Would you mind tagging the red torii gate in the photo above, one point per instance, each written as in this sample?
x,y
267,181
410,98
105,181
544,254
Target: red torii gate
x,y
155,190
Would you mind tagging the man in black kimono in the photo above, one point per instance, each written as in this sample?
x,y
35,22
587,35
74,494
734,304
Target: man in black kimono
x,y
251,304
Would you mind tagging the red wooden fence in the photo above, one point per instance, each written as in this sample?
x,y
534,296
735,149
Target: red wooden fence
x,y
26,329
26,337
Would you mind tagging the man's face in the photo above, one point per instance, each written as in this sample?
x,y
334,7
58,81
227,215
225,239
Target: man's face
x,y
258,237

******

### To do
Update the records above by replacing each "Target" with "Object", and reproduce every line with nothing else changed.

### Task solution
Would you mind tagging the red torii gate in the photo above, one point per instance, each written as in this sample?
x,y
267,181
410,98
105,181
544,254
Object: red torii gate
x,y
155,190
Would you mind tagging the man in black kimono in the photo above, one point per instance, each written as in this sample?
x,y
35,22
587,35
74,494
734,304
Object: man in black kimono
x,y
251,304
Would you mind tagging the red wooden fence in the photo above, one point per instance, each written as in this sample?
x,y
534,296
735,149
Object: red wooden fence
x,y
26,329
26,337
Would you mind tagging the man's face in the photo above, one point per instance, each written as in this sample?
x,y
334,7
58,81
227,215
225,239
Object: man's face
x,y
258,237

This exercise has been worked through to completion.